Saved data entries
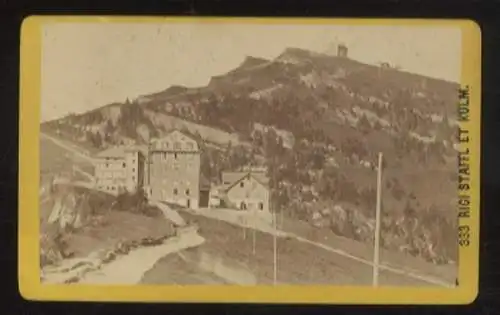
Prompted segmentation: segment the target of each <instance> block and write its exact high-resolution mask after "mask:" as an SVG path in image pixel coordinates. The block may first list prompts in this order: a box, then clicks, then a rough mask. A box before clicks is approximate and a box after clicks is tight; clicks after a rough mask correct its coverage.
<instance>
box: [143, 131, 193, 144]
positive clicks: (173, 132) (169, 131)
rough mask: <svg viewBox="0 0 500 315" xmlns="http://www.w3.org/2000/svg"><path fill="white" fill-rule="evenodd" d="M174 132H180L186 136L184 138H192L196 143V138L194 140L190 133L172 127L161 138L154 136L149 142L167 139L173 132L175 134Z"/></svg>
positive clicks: (192, 136) (161, 140) (180, 133)
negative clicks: (158, 137)
mask: <svg viewBox="0 0 500 315" xmlns="http://www.w3.org/2000/svg"><path fill="white" fill-rule="evenodd" d="M176 133H179V134H181V135H182V136H184V137H186V138H189V139H191V140H193V141H194V142H196V143H198V140H196V139H195V138H194V137H193V136H192V135H190V134H188V133H186V132H183V131H181V130H180V129H178V128H173V129H171V130H170V131H169V132H167V133H166V134H165V135H164V136H163V137H161V138H156V139H153V140H152V141H151V142H157V141H162V140H164V139H167V138H169V137H171V136H172V135H173V134H176Z"/></svg>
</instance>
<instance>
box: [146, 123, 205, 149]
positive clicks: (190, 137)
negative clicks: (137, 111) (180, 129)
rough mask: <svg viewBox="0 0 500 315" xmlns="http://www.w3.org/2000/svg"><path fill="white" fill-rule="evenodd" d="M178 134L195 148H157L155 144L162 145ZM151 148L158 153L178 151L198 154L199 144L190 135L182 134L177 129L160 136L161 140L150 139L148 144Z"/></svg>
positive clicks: (182, 133)
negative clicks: (183, 138) (190, 140)
mask: <svg viewBox="0 0 500 315" xmlns="http://www.w3.org/2000/svg"><path fill="white" fill-rule="evenodd" d="M175 134H179V135H180V136H181V137H184V138H186V139H189V140H191V141H193V142H194V143H195V148H194V149H187V150H186V149H181V148H179V149H175V148H174V149H166V150H165V148H160V149H159V148H157V143H162V142H164V141H168V140H170V139H171V138H172V136H173V135H175ZM150 145H151V148H152V149H153V150H155V151H156V150H159V151H168V152H179V151H187V152H199V151H200V143H199V142H198V140H197V139H195V138H194V137H193V136H192V135H190V134H188V133H186V132H183V131H181V130H179V129H177V128H174V129H171V130H170V131H169V132H168V133H167V134H166V135H164V136H162V137H161V138H155V139H152V140H151V142H150Z"/></svg>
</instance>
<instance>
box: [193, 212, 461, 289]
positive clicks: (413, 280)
mask: <svg viewBox="0 0 500 315" xmlns="http://www.w3.org/2000/svg"><path fill="white" fill-rule="evenodd" d="M189 213H191V214H195V215H198V216H200V215H201V216H205V217H207V218H210V219H211V220H220V221H225V222H227V223H230V224H232V225H235V226H240V230H241V227H245V226H246V228H255V229H257V230H259V231H260V232H263V233H265V234H268V235H269V236H271V235H273V234H277V235H278V236H281V237H280V239H283V236H285V238H286V239H287V240H288V241H287V242H288V245H287V248H288V249H286V250H287V251H288V253H287V255H288V256H291V257H295V256H296V255H299V254H298V253H294V249H293V247H294V246H295V245H292V244H291V243H289V242H290V241H294V242H298V243H302V244H307V245H308V247H309V249H305V250H306V251H307V252H310V253H309V254H308V255H313V257H311V260H313V259H314V256H317V255H318V254H320V253H322V252H325V251H326V252H329V253H331V255H330V256H329V257H330V258H328V259H331V260H332V262H331V263H333V264H334V265H335V264H336V263H337V262H339V261H341V262H342V264H343V265H345V268H346V270H350V269H351V266H349V265H352V266H357V268H356V269H359V270H361V269H362V270H363V271H362V273H363V274H366V276H370V275H369V274H371V270H372V269H373V263H372V262H371V261H369V260H366V259H363V258H360V257H357V256H354V255H351V254H349V253H347V252H345V251H343V250H340V249H336V248H333V247H331V246H328V245H325V244H323V243H320V242H315V241H311V240H308V239H306V238H304V237H301V236H299V235H296V234H293V233H289V232H286V231H281V230H278V229H277V230H273V227H272V226H269V225H265V224H263V223H262V221H261V222H259V223H260V224H255V223H252V222H250V221H249V220H241V219H238V218H237V216H234V215H231V216H223V215H221V213H216V212H210V211H209V210H201V211H191V210H189ZM196 221H199V219H198V220H196ZM203 222H204V223H205V224H200V227H201V228H202V230H203V231H206V233H207V234H205V235H206V238H207V239H212V238H213V235H211V234H210V233H211V232H214V231H213V228H214V225H213V224H210V227H207V226H206V225H207V224H209V223H208V222H207V221H206V220H203ZM249 231H250V229H249ZM248 234H250V233H248ZM269 242H270V244H272V240H271V239H270V240H269ZM279 243H281V244H283V241H282V240H280V241H279ZM296 244H297V243H296ZM218 246H220V247H221V249H222V248H223V247H224V244H220V245H218ZM227 246H228V247H229V246H230V245H227ZM290 246H292V247H290ZM313 247H314V248H317V249H320V250H319V251H318V250H317V249H316V250H312V248H313ZM278 250H281V249H280V248H278ZM271 254H272V253H271ZM268 263H272V261H270V262H268ZM290 263H291V264H293V261H290ZM362 265H364V267H361V266H362ZM305 268H307V267H305ZM380 270H381V278H382V277H389V279H392V278H394V279H398V280H387V281H389V282H391V283H392V282H398V283H403V282H408V283H420V284H421V285H422V284H424V285H438V286H443V287H453V286H454V284H452V283H448V282H446V281H444V280H442V279H439V278H436V277H432V276H428V275H423V274H420V273H418V272H415V271H413V270H403V269H399V268H395V267H392V266H387V265H380ZM357 272H358V273H359V272H360V271H357ZM353 275H355V273H354V274H353ZM404 278H406V279H407V280H406V281H405V280H403V279H404ZM363 282H366V281H364V280H363Z"/></svg>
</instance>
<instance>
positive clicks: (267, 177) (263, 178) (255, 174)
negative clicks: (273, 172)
mask: <svg viewBox="0 0 500 315" xmlns="http://www.w3.org/2000/svg"><path fill="white" fill-rule="evenodd" d="M247 176H251V177H253V178H254V179H255V180H256V181H257V182H259V183H260V184H261V185H263V186H264V187H266V188H268V187H269V177H267V175H266V174H265V173H264V172H248V171H247V172H224V173H222V183H223V189H224V190H226V191H227V190H229V189H231V188H232V187H233V186H234V185H236V184H237V183H239V182H240V181H241V180H242V179H244V178H245V177H247Z"/></svg>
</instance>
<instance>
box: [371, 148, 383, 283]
mask: <svg viewBox="0 0 500 315" xmlns="http://www.w3.org/2000/svg"><path fill="white" fill-rule="evenodd" d="M382 157H383V156H382V153H379V154H378V168H377V205H376V212H375V245H374V248H373V286H374V287H377V286H378V275H379V260H380V257H379V255H380V211H381V209H380V208H381V196H382Z"/></svg>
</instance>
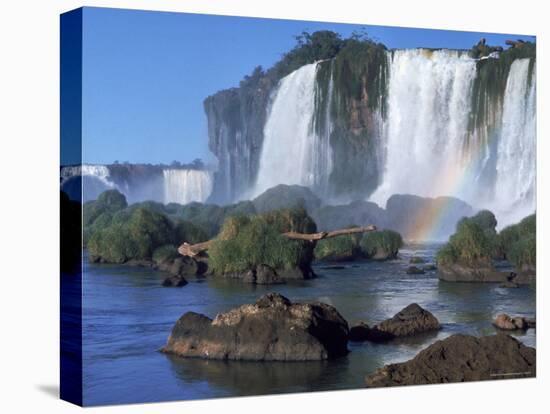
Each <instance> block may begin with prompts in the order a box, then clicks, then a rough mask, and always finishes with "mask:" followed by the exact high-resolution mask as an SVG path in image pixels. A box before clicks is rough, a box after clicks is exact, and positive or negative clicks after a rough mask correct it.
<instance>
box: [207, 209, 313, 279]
mask: <svg viewBox="0 0 550 414" xmlns="http://www.w3.org/2000/svg"><path fill="white" fill-rule="evenodd" d="M315 228H316V226H315V222H313V220H312V219H311V218H310V217H309V216H307V214H306V213H305V210H303V209H291V210H278V211H274V212H270V213H267V214H262V215H254V216H237V217H229V218H228V219H226V220H225V222H224V225H223V227H222V229H221V231H220V234H219V235H218V237H217V238H216V239H215V240H214V241H213V243H212V245H211V247H210V249H209V251H208V255H209V257H210V259H209V266H210V268H211V269H212V271H213V272H214V273H219V274H224V273H241V272H246V271H248V270H251V269H254V268H255V267H256V266H258V265H260V264H265V265H268V266H271V267H273V268H274V269H279V270H281V269H282V270H290V269H294V268H297V267H302V266H305V265H309V264H310V263H311V260H312V244H311V243H310V242H307V241H305V242H304V241H297V240H289V239H288V238H286V237H284V236H283V235H282V234H281V233H283V232H287V231H298V232H311V231H315ZM312 229H313V230H312Z"/></svg>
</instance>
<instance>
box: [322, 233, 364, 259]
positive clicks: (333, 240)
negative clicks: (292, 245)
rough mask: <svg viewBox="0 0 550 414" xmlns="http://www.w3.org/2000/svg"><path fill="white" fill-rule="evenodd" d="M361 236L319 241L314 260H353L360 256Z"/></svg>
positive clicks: (356, 235) (360, 254) (333, 237)
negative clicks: (352, 258)
mask: <svg viewBox="0 0 550 414" xmlns="http://www.w3.org/2000/svg"><path fill="white" fill-rule="evenodd" d="M360 240H361V236H360V235H357V234H352V235H345V236H338V237H333V238H330V239H324V240H319V241H318V242H317V245H316V246H315V258H317V259H338V258H342V259H344V258H355V257H357V256H361V255H362V251H361V246H360V245H359V242H360Z"/></svg>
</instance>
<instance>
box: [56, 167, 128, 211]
mask: <svg viewBox="0 0 550 414" xmlns="http://www.w3.org/2000/svg"><path fill="white" fill-rule="evenodd" d="M60 179H61V182H60V186H61V190H63V191H64V192H65V193H67V194H68V195H69V197H70V198H71V199H73V200H79V201H80V197H82V201H84V202H86V201H90V200H95V199H96V198H97V197H98V195H99V194H101V193H102V192H103V191H106V190H112V189H115V188H117V186H116V184H115V183H114V182H113V180H112V177H111V174H110V171H109V168H108V167H107V166H105V165H93V164H83V165H71V166H65V167H62V168H61V171H60Z"/></svg>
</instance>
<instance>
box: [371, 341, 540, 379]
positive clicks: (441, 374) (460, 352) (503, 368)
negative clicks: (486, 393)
mask: <svg viewBox="0 0 550 414" xmlns="http://www.w3.org/2000/svg"><path fill="white" fill-rule="evenodd" d="M535 375H536V351H535V349H534V348H530V347H527V346H525V345H523V344H522V343H521V342H519V341H518V340H517V339H515V338H512V337H510V336H508V335H503V334H499V335H493V336H484V337H481V338H476V337H474V336H470V335H462V334H457V335H452V336H450V337H449V338H446V339H444V340H442V341H437V342H435V343H434V344H432V345H430V346H429V347H427V348H426V349H424V350H422V351H420V352H419V353H418V354H417V355H416V356H415V357H414V358H413V359H411V360H409V361H406V362H403V363H398V364H389V365H386V366H384V367H382V368H380V369H378V370H377V371H376V372H374V373H373V374H372V375H369V376H368V377H367V378H366V383H367V386H368V387H388V386H396V385H419V384H438V383H445V382H463V381H480V380H494V379H509V378H524V377H534V376H535Z"/></svg>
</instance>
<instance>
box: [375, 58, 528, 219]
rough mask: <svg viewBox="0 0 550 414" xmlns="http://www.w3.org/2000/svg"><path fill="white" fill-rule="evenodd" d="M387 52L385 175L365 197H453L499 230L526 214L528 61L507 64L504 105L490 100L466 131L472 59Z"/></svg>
mask: <svg viewBox="0 0 550 414" xmlns="http://www.w3.org/2000/svg"><path fill="white" fill-rule="evenodd" d="M388 53H389V55H390V56H389V59H390V67H389V86H388V97H387V102H388V108H387V119H386V121H385V128H384V137H383V138H382V139H381V141H382V142H383V144H382V145H383V146H384V148H383V151H382V153H383V154H384V156H383V157H384V161H383V164H384V169H383V174H382V177H381V180H380V182H381V184H380V185H379V187H378V188H377V189H376V191H375V192H374V194H373V195H372V196H371V198H370V199H371V200H372V201H375V202H377V203H378V204H380V205H384V204H385V202H386V201H387V199H388V198H389V197H390V196H391V195H393V194H403V193H407V194H415V195H420V196H425V197H436V196H455V197H458V198H461V199H463V200H465V201H467V202H469V203H470V204H472V205H474V206H476V207H477V208H489V209H491V210H492V211H494V212H495V214H496V215H497V219H498V220H499V227H502V226H504V225H507V224H510V223H513V222H516V221H518V220H519V219H521V218H522V217H524V216H525V215H527V214H531V213H533V212H534V209H535V206H536V203H535V174H536V168H535V158H536V157H535V155H536V154H535V146H536V133H535V112H536V108H535V107H536V104H535V76H534V74H531V75H532V76H530V74H529V67H530V65H529V59H518V60H516V61H514V62H513V63H512V65H511V67H510V71H509V74H508V78H507V81H506V89H505V91H504V99H503V103H502V102H500V101H499V100H497V99H495V100H494V102H490V106H489V107H490V108H491V110H490V113H489V114H488V115H487V119H486V120H485V123H484V124H483V125H481V126H478V127H477V129H475V130H472V129H471V128H470V123H469V121H470V117H471V116H477V115H476V114H474V113H472V111H473V106H472V89H473V85H474V81H475V80H476V76H477V69H476V61H475V60H473V59H471V58H469V57H468V55H467V54H466V53H464V52H460V51H450V50H437V51H431V50H424V49H413V50H397V51H393V52H388ZM529 82H530V83H529Z"/></svg>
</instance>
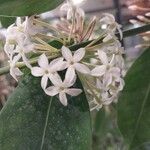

▶ **Task to complete**:
Output the data above exactly, beginning at its first line and ending with the line that holds "positive clicks: (173, 132) (169, 131)". Leave out the pictures and add nothing.

▶ **Written solution**:
Prompted segmentation: segment the target of each <instance> block and write its exact high-resolution mask after "mask:" as an SVG path in image pixel coordinates. The block may first list prompts in this order: a box, then clicks, then a rough mask. A box before clicks is approximate and a box after clicks is tight; clicks after a rough mask correct its coverage.
<instance>
box: [143, 131, 193, 144]
positive clicks: (173, 132) (169, 131)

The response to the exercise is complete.